§ **Text segment**:
--- START ---

Family of one of four women who died at the hands of an accused serial killer said they were shocked Monday to hear him admit to the slayings ahead of the start of his trial.

They warned the fight is far from over. 

"This man has killed four of our women, and he will be held responsible," Melissa Robinson, a cousin of Morgan Harris, told reporters outside court.

"It's been all about justice for my cousin, and we're going to get it."

Jeremy Skibicki, 37, previously pleaded not guilty to four counts of first-degree murder in the 2022 deaths of Harris, Rebecca Contois, Marcedes Myran and a fourth unidentified woman Indigenous leaders have named Mashkode Bizhiki'ikwe, or Buffalo Woman.

Skibicki, his feet shackled, sat silently in the prisoner’s box as his lawyers told Court of King's Bench Chief Justice Glenn Joyal that their client killed the four women but should be found not criminally responsible due to an unspecified mental disorder.

Skibicki's admission comes in a case that has already seen twist and turns.

Jurors were selected in late April but last week, before they were to begin hearing evidence, Skibicki's lawyers renewed a motion to have the judge dismiss the jury and hear the case himself.

They argued significant pretrial publicity could impact the jury's ability to render an impartial verdict.

They also presented a poll they commissioned suggesting more than half of Manitobans surveyed did not believe it would be OK to find Skibicki not criminally responsible. 

The judge rejected the defence bid.

After the defence formally announced their plans Monday to seek a not criminally responsible verdict, prosecutors switched gears and agreed to a judge-alone trial, citing the complexities with this type of defence. 

"Concluding this matter before a jury does pose some challenges," said prosecutor Christian Vanderhooft.

"We are no longer concerned with proving the accused has committed these offences, but rather whether he is criminally responsible."

The judge accepted the re-election, saying the question of Skibicki's mental capacity and intent will now be the focus of the trial.

Joyal is to call the jurors back Wednesday to formally dismiss them before he starts hearing evidence.  

A finding of not criminally responsible means an accused was incapable of appreciating the nature and quality of an act due to a mental disorder. The person is detained in a hospital until a review board determines they are no longer a threat to the public.

Skibicki’s lawyer Leonard Tailleur said the defence plans to call an expert to speak to the not criminally responsible defence. 

"We're prepared for every eventuality ... we're ready to go," he told reporters. 

Vanderhooft told court the Crown has received a copy of the defence's expert opinion report and plans to bring in its own expert to refute the findings. 

Skibicki's lawyers will likely be facing an uphill battle, said one law professor.

--- END ---

§ **Requirement A**:
Answer these questions from the article:
(i) How old is Jeremy Skibicki?
(ii) What is the name of the prosecutor who spoke in court?
(iii) On what day is Joyal to call the jurors back?
§ **Requirement B**: Write out the stretch of the article from "After the defence" through "of the trial.".
§ **Requirement C**: Who are the people the article quotes directly with quotation marks? List every one.

§ **Records from a data collection**:

--- START ---

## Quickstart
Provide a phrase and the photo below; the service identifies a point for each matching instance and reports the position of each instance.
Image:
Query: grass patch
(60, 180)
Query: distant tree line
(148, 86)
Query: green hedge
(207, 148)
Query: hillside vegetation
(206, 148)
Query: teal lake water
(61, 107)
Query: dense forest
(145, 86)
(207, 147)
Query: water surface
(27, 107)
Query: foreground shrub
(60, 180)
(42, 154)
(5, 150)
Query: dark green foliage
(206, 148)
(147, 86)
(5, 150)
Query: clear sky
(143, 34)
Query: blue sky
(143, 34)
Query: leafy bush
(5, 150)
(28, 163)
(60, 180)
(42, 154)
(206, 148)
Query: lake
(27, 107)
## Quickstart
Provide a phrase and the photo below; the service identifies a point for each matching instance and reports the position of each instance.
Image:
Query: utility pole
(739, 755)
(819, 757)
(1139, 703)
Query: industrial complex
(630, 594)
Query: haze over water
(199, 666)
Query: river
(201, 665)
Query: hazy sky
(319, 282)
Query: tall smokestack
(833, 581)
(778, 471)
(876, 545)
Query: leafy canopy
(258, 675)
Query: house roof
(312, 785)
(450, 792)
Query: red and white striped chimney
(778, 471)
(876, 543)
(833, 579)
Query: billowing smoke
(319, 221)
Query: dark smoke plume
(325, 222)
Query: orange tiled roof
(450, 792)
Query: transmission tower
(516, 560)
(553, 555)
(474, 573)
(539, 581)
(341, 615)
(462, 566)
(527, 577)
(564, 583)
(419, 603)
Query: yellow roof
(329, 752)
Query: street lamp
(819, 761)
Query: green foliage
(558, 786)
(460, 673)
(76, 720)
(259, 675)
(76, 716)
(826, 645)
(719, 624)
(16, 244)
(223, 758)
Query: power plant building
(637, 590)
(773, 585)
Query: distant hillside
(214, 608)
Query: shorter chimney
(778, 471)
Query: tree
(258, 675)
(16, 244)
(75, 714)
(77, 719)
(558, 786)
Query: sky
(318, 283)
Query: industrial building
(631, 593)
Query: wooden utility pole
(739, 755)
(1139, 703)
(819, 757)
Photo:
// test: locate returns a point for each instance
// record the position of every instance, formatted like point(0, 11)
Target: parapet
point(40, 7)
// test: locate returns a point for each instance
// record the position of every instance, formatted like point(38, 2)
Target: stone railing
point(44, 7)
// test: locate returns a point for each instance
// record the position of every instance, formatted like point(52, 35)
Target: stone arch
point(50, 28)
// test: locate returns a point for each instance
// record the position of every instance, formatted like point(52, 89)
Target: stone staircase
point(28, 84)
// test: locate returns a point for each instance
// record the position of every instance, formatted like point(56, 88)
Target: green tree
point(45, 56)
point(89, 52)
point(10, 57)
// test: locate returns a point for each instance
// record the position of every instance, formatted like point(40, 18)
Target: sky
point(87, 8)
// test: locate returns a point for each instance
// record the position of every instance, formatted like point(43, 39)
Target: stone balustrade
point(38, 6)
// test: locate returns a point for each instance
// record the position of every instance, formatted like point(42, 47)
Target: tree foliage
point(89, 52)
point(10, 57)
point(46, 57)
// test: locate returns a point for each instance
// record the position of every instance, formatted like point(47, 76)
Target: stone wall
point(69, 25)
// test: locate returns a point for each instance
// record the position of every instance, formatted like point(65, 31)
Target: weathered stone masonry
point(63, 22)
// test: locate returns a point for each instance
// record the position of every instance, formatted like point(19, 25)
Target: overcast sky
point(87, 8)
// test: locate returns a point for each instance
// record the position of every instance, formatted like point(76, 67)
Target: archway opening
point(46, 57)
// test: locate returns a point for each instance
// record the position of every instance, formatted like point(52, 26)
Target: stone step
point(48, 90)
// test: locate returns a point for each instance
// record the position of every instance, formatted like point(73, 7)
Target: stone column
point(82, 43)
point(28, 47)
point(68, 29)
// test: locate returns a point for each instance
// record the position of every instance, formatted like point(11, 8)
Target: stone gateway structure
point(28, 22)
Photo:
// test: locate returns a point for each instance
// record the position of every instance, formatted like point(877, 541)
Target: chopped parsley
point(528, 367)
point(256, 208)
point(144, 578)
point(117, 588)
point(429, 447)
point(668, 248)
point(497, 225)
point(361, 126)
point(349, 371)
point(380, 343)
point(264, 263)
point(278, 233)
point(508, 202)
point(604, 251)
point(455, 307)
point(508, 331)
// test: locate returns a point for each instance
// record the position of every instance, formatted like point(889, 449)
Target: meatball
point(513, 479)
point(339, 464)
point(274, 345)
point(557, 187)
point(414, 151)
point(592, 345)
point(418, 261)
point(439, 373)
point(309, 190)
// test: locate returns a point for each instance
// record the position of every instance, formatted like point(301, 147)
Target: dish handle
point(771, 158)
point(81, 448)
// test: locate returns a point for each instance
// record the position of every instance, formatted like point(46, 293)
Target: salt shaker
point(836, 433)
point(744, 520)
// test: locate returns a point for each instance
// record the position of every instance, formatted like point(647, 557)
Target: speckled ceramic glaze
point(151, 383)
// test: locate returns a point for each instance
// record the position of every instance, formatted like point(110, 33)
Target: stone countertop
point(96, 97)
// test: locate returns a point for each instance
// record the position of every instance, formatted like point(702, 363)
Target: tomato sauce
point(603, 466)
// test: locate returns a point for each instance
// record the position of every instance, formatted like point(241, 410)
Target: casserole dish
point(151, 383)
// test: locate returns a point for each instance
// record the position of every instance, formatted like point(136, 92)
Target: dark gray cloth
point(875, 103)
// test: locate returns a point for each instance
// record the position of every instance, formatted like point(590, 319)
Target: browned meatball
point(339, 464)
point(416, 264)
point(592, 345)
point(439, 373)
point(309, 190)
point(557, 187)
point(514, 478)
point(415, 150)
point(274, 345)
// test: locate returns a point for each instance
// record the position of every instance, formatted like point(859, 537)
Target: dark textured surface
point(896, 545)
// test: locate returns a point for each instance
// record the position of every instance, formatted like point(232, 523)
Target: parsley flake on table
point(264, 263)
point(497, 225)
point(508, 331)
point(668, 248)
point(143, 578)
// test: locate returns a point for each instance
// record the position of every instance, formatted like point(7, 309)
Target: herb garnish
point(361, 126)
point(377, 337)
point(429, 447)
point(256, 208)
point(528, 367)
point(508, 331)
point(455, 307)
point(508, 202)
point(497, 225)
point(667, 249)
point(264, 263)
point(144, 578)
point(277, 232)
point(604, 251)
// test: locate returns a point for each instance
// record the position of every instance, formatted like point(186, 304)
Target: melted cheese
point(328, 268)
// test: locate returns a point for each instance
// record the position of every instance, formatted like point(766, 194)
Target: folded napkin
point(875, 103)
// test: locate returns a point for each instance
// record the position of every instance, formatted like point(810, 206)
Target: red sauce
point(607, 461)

--- END ---
--- START ---

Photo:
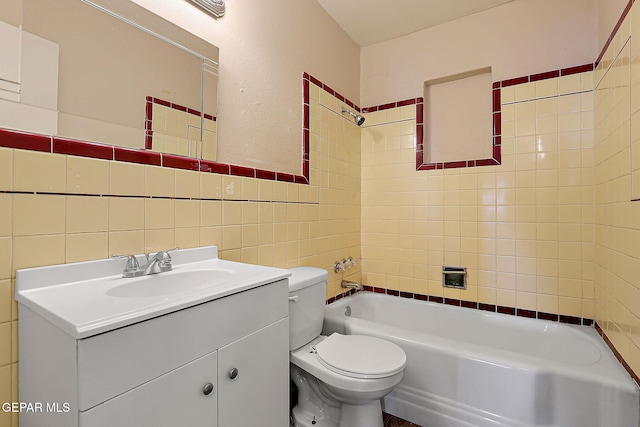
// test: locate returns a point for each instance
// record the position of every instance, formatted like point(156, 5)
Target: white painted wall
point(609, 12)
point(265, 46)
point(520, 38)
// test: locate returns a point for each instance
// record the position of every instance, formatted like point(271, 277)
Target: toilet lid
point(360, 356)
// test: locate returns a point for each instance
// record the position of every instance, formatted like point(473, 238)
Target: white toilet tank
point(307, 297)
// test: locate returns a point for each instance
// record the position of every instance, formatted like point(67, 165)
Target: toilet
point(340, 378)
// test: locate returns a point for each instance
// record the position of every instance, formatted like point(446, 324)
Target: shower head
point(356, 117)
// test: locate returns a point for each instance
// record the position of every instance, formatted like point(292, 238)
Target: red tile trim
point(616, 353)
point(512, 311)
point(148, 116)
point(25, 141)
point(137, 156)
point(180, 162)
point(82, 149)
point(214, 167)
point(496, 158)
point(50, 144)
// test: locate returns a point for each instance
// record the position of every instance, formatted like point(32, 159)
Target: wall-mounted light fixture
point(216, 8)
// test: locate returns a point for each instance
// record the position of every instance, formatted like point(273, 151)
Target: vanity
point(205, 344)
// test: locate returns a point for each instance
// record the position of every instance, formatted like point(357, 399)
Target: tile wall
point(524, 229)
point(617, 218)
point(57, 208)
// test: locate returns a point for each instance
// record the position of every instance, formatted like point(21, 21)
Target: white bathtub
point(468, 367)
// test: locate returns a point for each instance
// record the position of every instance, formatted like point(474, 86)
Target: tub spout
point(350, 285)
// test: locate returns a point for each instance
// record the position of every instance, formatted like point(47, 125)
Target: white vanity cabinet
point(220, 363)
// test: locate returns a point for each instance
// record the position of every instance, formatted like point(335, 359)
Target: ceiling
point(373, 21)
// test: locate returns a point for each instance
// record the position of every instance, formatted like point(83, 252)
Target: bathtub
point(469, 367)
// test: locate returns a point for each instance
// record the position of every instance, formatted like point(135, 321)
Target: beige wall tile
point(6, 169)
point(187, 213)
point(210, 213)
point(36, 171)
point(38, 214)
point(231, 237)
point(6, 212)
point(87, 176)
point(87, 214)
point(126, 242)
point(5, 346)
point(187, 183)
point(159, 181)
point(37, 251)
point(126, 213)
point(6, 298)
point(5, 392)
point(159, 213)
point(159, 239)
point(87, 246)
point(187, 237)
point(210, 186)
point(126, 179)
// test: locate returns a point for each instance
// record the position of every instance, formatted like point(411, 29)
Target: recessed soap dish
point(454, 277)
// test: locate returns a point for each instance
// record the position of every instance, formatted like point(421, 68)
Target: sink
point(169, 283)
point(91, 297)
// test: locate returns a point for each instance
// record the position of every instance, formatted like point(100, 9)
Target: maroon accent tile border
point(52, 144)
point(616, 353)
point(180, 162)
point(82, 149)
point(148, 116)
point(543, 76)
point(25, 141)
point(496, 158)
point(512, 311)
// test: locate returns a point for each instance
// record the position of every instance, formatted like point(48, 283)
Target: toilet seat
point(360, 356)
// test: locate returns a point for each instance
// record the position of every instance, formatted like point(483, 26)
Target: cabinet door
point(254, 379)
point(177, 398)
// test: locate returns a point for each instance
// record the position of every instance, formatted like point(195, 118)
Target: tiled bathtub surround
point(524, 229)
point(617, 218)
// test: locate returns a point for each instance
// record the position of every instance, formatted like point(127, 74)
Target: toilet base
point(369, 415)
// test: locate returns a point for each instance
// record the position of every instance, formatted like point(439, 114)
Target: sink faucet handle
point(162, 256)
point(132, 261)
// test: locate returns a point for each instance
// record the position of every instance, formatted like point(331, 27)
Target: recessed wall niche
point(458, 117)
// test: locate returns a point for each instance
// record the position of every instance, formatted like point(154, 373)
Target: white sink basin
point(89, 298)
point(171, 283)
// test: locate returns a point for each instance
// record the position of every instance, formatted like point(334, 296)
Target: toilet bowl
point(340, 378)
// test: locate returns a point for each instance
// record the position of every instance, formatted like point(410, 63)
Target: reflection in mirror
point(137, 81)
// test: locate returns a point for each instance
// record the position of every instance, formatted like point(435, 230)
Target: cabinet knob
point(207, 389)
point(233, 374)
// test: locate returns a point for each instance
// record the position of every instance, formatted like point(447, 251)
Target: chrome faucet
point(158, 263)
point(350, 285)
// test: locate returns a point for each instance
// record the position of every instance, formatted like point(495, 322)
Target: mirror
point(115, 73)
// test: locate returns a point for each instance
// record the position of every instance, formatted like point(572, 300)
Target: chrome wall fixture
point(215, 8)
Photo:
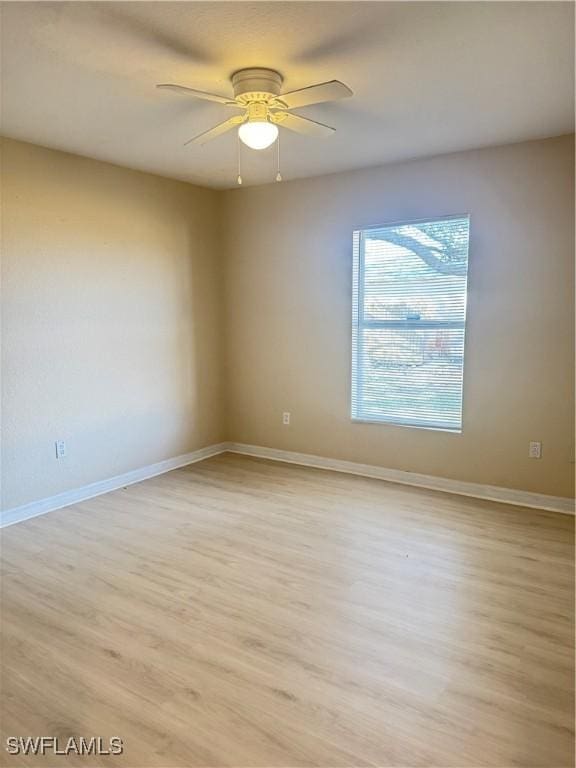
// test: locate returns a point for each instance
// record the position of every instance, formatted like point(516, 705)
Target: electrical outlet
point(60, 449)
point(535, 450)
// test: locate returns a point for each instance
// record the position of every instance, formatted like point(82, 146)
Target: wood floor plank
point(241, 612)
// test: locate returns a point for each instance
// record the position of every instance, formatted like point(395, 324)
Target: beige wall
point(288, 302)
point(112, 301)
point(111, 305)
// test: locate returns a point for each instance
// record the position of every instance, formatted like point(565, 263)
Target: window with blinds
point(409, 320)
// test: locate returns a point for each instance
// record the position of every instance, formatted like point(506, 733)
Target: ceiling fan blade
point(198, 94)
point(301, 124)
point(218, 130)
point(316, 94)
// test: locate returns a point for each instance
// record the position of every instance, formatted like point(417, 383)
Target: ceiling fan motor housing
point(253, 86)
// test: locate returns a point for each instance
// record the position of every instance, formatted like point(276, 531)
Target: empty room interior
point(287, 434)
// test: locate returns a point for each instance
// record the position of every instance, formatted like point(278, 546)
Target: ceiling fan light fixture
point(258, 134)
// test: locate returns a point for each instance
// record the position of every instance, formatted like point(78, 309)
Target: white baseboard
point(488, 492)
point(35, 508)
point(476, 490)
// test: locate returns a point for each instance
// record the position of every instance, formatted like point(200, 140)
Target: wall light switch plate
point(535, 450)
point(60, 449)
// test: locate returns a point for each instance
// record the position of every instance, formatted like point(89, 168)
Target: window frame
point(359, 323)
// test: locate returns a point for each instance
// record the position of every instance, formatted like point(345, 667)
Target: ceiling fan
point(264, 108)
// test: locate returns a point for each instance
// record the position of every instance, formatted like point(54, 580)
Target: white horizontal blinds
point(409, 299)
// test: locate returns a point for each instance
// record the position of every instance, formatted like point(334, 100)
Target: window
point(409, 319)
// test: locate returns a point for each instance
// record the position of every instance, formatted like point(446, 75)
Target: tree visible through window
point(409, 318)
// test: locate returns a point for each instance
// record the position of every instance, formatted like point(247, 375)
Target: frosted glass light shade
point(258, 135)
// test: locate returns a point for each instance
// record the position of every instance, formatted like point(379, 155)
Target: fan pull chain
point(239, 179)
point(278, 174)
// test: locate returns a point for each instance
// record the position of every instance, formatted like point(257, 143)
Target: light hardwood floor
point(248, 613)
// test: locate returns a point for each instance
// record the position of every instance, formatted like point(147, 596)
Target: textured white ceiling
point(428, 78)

--- END ---
--- START ---

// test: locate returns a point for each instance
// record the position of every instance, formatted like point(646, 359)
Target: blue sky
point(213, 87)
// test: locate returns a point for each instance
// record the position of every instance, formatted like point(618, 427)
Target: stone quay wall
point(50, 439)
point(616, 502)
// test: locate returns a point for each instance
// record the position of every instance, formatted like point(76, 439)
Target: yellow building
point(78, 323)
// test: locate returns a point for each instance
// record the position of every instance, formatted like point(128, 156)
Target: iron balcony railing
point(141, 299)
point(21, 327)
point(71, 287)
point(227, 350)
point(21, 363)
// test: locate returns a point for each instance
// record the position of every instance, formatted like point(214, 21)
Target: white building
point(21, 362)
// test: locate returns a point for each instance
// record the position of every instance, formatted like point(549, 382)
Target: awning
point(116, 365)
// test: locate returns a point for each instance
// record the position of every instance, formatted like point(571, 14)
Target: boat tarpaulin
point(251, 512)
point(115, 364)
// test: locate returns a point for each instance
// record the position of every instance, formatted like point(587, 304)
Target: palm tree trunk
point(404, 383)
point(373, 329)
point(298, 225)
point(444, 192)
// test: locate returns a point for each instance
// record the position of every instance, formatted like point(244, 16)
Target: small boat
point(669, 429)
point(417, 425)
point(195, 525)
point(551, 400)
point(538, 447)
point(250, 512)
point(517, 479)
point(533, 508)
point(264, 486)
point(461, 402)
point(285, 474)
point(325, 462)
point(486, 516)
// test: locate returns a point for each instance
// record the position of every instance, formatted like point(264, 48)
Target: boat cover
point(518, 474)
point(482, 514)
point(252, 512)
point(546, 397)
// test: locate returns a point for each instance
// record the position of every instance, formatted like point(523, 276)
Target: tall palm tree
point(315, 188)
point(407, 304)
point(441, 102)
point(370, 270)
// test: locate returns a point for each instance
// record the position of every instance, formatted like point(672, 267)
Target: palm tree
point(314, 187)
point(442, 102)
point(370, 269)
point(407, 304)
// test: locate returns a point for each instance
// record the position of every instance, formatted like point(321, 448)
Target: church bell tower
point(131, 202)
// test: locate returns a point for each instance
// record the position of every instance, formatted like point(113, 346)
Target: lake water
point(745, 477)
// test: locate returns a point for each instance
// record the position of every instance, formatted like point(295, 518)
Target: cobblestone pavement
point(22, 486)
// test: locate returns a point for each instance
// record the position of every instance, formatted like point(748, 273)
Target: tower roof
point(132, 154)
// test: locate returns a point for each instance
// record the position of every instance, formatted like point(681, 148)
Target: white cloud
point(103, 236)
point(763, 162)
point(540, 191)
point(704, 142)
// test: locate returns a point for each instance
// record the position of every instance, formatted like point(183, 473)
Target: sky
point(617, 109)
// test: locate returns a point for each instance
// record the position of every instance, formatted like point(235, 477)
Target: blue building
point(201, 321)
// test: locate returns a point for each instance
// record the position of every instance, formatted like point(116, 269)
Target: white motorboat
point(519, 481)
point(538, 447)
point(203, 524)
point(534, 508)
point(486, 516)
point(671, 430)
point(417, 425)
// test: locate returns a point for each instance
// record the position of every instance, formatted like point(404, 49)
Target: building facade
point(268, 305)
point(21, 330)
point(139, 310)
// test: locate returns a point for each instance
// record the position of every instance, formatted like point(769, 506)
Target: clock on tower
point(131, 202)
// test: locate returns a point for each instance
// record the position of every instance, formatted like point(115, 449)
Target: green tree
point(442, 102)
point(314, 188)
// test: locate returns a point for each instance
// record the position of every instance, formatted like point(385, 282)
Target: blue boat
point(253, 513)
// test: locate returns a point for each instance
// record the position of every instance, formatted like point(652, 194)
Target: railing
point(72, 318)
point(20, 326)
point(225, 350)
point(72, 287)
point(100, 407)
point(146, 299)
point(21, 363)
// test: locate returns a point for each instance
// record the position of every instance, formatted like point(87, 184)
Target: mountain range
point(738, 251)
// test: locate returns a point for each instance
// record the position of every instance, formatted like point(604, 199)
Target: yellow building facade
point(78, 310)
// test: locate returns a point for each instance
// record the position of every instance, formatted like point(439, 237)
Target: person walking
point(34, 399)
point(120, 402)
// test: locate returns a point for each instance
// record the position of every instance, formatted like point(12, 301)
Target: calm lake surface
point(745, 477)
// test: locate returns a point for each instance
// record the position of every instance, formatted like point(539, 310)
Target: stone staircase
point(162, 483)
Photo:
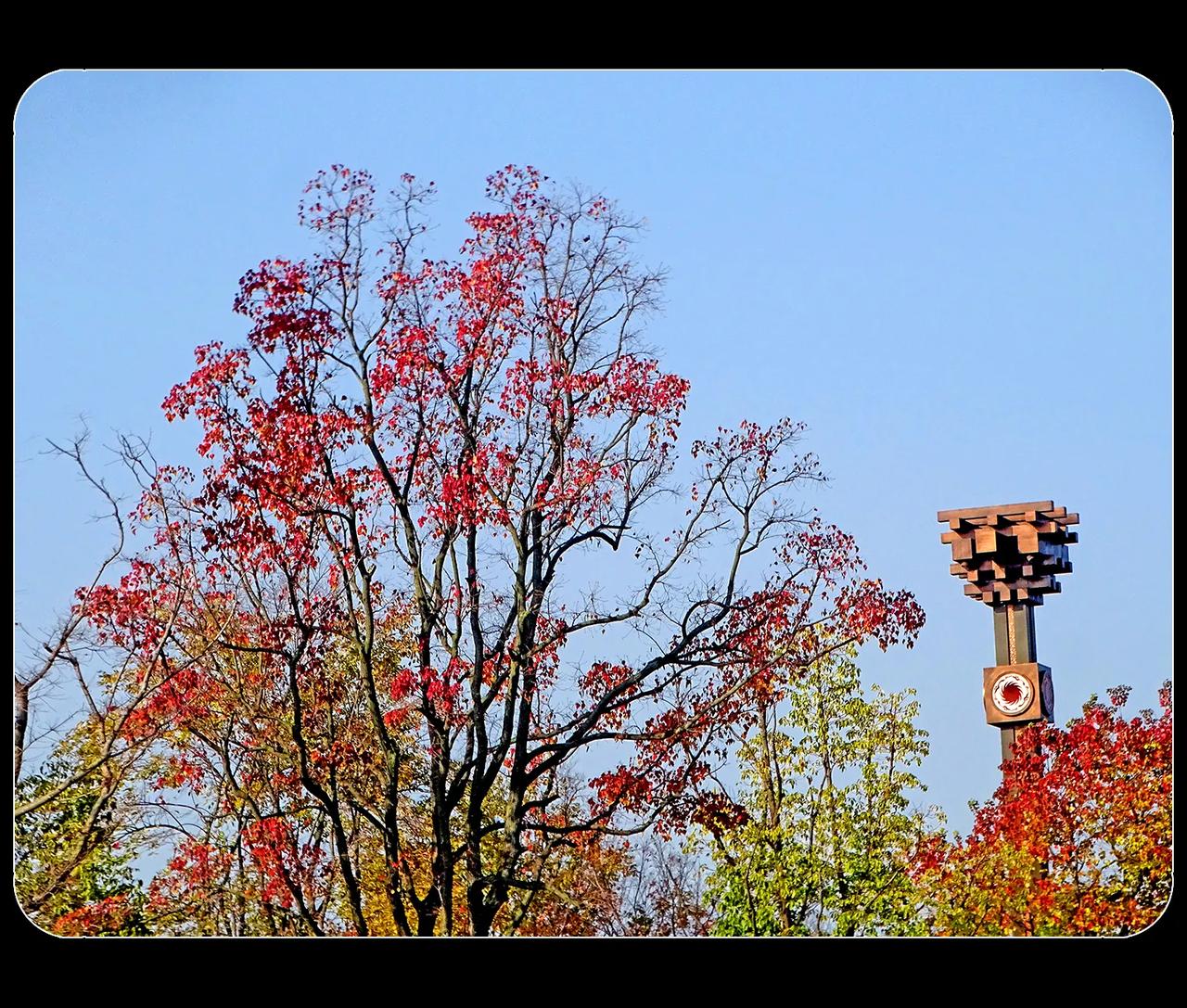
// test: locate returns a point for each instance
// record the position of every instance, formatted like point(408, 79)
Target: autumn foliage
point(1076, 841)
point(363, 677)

--- END ---

§ **Written solution A**:
(i) 37
(ii) Christian Vanderhooft
(iii) Wednesday

§ **Written solution B**:
After the defence formally announced their plans Monday to seek a not criminally responsible verdict, prosecutors switched gears and agreed to a judge-alone trial, citing the complexities with this type of defence. 

"Concluding this matter before a jury does pose some challenges," said prosecutor Christian Vanderhooft.

"We are no longer concerned with proving the accused has committed these offences, but rather whether he is criminally responsible."

The judge accepted the re-election, saying the question of Skibicki's mental capacity and intent will now be the focus of the trial.

§ **Written solution C**:
Melissa Robinson
Christian Vanderhooft
Leonard Tailleur